WHAT TO DO
Please rewrite the data below, changing every "point at" to "locate" and leaving everything else the same.

SOURCE MATERIAL
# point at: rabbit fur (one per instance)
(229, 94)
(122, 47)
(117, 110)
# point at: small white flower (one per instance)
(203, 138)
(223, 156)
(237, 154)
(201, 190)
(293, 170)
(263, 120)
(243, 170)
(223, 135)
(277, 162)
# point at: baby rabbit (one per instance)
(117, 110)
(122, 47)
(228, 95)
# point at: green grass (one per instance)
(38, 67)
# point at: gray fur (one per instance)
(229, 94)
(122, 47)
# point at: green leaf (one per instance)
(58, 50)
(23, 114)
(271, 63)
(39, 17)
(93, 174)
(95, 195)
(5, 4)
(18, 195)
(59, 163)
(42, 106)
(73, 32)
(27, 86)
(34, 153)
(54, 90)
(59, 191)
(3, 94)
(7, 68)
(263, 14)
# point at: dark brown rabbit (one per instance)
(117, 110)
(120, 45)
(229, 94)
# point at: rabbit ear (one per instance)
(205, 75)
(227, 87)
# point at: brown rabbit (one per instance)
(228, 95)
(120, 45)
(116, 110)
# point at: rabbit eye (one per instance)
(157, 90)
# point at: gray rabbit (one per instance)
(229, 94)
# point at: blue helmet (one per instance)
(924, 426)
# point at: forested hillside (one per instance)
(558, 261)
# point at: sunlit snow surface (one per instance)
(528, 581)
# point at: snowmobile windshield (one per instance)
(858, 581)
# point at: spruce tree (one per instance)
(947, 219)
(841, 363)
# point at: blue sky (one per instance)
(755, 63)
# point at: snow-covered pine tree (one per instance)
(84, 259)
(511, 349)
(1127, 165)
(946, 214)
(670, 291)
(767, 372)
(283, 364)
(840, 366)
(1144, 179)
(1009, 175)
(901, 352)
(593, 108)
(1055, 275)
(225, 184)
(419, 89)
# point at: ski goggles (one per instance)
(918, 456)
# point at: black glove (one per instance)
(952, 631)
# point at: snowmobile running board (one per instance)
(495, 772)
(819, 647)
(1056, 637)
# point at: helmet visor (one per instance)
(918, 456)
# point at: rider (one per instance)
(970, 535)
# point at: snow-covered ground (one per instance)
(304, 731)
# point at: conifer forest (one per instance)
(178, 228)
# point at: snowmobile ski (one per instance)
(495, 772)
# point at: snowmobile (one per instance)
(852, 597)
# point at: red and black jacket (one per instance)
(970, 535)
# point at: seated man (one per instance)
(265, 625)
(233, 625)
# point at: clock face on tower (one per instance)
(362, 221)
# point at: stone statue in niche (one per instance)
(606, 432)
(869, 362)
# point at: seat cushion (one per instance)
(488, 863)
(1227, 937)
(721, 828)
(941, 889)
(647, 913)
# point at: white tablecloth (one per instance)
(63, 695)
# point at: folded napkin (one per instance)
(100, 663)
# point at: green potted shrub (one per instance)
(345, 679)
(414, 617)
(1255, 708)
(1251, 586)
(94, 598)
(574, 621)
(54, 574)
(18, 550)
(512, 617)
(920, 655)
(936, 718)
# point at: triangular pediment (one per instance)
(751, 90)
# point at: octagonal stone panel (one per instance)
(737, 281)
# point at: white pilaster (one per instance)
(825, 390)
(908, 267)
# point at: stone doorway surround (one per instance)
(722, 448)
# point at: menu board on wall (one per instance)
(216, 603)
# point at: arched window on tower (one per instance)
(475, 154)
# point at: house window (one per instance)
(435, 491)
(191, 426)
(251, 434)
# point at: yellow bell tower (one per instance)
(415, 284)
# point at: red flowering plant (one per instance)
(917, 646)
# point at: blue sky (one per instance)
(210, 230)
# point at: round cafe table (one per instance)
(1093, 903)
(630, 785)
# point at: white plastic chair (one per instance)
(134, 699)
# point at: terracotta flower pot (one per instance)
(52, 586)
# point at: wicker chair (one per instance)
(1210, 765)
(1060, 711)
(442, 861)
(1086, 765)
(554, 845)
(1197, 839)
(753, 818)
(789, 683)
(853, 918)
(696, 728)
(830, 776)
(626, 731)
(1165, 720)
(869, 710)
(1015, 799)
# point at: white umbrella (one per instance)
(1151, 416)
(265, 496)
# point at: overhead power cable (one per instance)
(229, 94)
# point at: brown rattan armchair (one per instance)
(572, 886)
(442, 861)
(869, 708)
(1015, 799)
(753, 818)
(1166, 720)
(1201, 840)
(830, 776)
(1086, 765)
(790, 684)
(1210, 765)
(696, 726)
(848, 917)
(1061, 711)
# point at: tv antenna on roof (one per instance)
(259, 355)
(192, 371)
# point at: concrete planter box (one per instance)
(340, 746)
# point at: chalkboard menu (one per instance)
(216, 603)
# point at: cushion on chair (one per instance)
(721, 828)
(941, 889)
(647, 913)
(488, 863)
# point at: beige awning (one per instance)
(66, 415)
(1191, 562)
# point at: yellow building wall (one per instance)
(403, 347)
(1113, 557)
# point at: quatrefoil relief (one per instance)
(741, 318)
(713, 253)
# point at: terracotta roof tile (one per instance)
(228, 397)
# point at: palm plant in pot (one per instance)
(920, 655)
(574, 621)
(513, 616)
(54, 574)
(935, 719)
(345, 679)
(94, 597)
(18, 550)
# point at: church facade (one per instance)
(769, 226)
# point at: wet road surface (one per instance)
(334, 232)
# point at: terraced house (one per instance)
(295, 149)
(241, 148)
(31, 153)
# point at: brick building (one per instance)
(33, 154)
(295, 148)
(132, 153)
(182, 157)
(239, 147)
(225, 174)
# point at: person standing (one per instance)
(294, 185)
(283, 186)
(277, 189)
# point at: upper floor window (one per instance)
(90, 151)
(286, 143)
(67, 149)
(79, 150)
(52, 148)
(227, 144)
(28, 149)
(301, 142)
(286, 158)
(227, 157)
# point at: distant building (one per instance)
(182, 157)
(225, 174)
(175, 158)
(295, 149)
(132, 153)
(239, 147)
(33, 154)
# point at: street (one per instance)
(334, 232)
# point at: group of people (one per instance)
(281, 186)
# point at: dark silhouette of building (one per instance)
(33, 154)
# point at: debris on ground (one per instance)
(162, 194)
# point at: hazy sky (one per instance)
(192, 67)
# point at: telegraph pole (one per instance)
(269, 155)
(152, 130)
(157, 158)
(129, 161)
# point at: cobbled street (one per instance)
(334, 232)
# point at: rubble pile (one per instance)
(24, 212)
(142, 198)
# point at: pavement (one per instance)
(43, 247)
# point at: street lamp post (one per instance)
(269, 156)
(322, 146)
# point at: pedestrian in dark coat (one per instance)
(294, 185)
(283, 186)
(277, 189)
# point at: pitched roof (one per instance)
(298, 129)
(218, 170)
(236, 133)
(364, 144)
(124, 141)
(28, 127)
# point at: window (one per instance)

EXPECTED OUTPUT
# locate: rabbit fur (one per instance)
(229, 94)
(122, 47)
(117, 110)
# locate: small white flower (one per instance)
(203, 138)
(223, 156)
(237, 154)
(201, 190)
(293, 170)
(263, 120)
(243, 170)
(223, 135)
(277, 162)
# locate: baby rabbit (one per instance)
(117, 110)
(122, 47)
(228, 95)
# locate: green grass (one per instance)
(38, 67)
# locate: gray fur (one per instance)
(229, 94)
(122, 47)
# locate: green leaf (one per instance)
(58, 50)
(23, 114)
(271, 63)
(39, 17)
(93, 174)
(95, 195)
(5, 4)
(18, 195)
(59, 163)
(42, 106)
(73, 32)
(27, 86)
(34, 153)
(54, 90)
(59, 191)
(3, 94)
(7, 68)
(263, 14)
# locate: dark brown rabbit (one per instance)
(117, 110)
(120, 45)
(229, 94)
# locate: rabbit ear (one per instance)
(205, 75)
(227, 87)
# locate: brown rabbit (one per instance)
(228, 95)
(120, 45)
(116, 110)
# locate: rabbit eye (one per instance)
(157, 90)
# locate: gray rabbit (one per instance)
(229, 94)
# locate: blue helmet (one per instance)
(924, 426)
# locate: forested hillside (one per instance)
(558, 261)
# locate: sunlit snow surface (one per instance)
(528, 581)
# locate: snowmobile windshield (one per instance)
(858, 581)
# locate: spruce tree (one per instance)
(947, 219)
(841, 363)
# locate: blue sky (one per instance)
(755, 63)
# locate: snow-covered pine tree (one per instance)
(84, 259)
(511, 349)
(1127, 165)
(946, 214)
(670, 291)
(767, 372)
(283, 364)
(840, 366)
(1144, 179)
(1009, 175)
(901, 352)
(593, 108)
(1055, 275)
(225, 184)
(419, 89)
# locate: ski goggles (one per instance)
(918, 456)
# locate: black glove (one per instance)
(952, 631)
# locate: snowmobile running board (one per instance)
(495, 772)
(819, 647)
(1056, 637)
# locate: helmet visor (one per instance)
(918, 456)
# locate: rider (one per instance)
(970, 535)
# locate: snow-covered ground (one per instance)
(304, 731)
# locate: conifer forest (one per instance)
(178, 228)
# locate: snowmobile ski (one per instance)
(495, 772)
# locate: snowmobile (one per instance)
(852, 597)
# locate: red and black jacket (one per instance)
(970, 535)
# locate: seated man (one per instance)
(265, 625)
(233, 625)
# locate: clock face on tower (one per instance)
(362, 221)
# locate: stone statue in niche (one per instance)
(606, 432)
(869, 362)
# locate: seat cushion (one per instance)
(488, 863)
(1227, 937)
(721, 828)
(941, 889)
(647, 913)
# locate: white tablecloth (one per instance)
(63, 695)
# locate: folded napkin (one per instance)
(100, 663)
# locate: green potted shrub (one per instance)
(345, 679)
(414, 617)
(1255, 708)
(1251, 586)
(94, 598)
(574, 621)
(54, 574)
(18, 550)
(512, 617)
(920, 655)
(936, 718)
# locate: triangular pediment (one per instance)
(751, 90)
# locate: octagonal stone panel (one per instance)
(737, 281)
# locate: white pilaster (one per instance)
(825, 390)
(908, 267)
# locate: stone doorway surround (one per instance)
(722, 448)
# locate: menu board on wall (one per instance)
(216, 603)
# locate: arched window on tower (one per instance)
(475, 154)
# locate: house window (one per instance)
(435, 491)
(191, 426)
(251, 434)
# locate: yellow bell tower (one per instance)
(415, 284)
# locate: red flowering plant (one per instance)
(917, 646)
# locate: blue sky (one per instance)
(210, 230)
# locate: round cafe table (one per instance)
(1093, 903)
(630, 785)
# locate: white plastic chair (one per instance)
(134, 699)
# locate: terracotta flower pot (one per instance)
(52, 586)
# locate: wicker chair (one per instance)
(1210, 765)
(1060, 711)
(442, 861)
(1086, 765)
(554, 845)
(1197, 839)
(753, 818)
(789, 683)
(853, 918)
(696, 728)
(830, 776)
(626, 731)
(1165, 720)
(869, 710)
(1015, 799)
# locate: white umbrella (one per instance)
(1151, 416)
(265, 496)
# locate: overhead power cable (one per instance)
(229, 94)
# locate: brown rattan armchair (one per instance)
(572, 886)
(442, 861)
(869, 708)
(1015, 799)
(753, 818)
(1166, 720)
(1201, 840)
(830, 776)
(1086, 765)
(790, 684)
(1210, 765)
(696, 726)
(848, 917)
(1061, 711)
# locate: tv antenna on roof (one per instance)
(259, 355)
(192, 371)
# locate: concrete planter box (one per instance)
(340, 746)
# locate: chalkboard menu (one per instance)
(216, 603)
# locate: cushion on chair (one per instance)
(721, 828)
(941, 889)
(647, 913)
(488, 863)
# locate: beige awning (one per instance)
(66, 415)
(1191, 562)
# locate: yellow building wall (one per instance)
(403, 347)
(1113, 557)
# locate: quatrefoil relief (one per instance)
(741, 318)
(713, 253)
# locate: terracotta roof tile (one per instance)
(228, 397)
# locate: palm plant in pot (one per instance)
(920, 655)
(574, 621)
(513, 616)
(54, 574)
(935, 719)
(345, 679)
(94, 597)
(18, 550)
# locate: church facade (one per instance)
(769, 226)
# locate: wet road surface (one per instance)
(334, 232)
# locate: terraced house (one per instance)
(295, 149)
(241, 148)
(31, 153)
# locate: brick building (one per instance)
(33, 154)
(295, 148)
(132, 153)
(182, 157)
(239, 147)
(225, 174)
# locate: person standing (one per instance)
(294, 185)
(283, 186)
(277, 189)
# locate: upper floor window (one per instance)
(90, 151)
(286, 143)
(67, 149)
(79, 150)
(52, 148)
(227, 144)
(28, 149)
(301, 142)
(286, 158)
(227, 157)
# locate: distant building (one per instance)
(182, 157)
(225, 174)
(175, 158)
(295, 149)
(132, 153)
(239, 147)
(33, 154)
# locate: street (one per instance)
(334, 232)
# locate: group of people (one per instance)
(281, 186)
# locate: dark silhouette of building (one per instance)
(33, 154)
# locate: debris on ground (one per instance)
(162, 194)
# locate: hazy sky (one per instance)
(192, 67)
# locate: telegraph pole (one per instance)
(269, 155)
(152, 130)
(157, 158)
(129, 161)
# locate: cobbled street (one per instance)
(334, 232)
# locate: rubble pile (one per instance)
(24, 212)
(142, 198)
# locate: pavement (one per instance)
(43, 247)
# locate: street lamp post (one per instance)
(269, 156)
(322, 146)
# locate: pedestrian in dark coat (one per instance)
(294, 185)
(283, 186)
(277, 189)
# locate: pitched roof (one per instance)
(298, 129)
(218, 170)
(236, 133)
(364, 144)
(124, 141)
(28, 127)
# locate: window (one per instance)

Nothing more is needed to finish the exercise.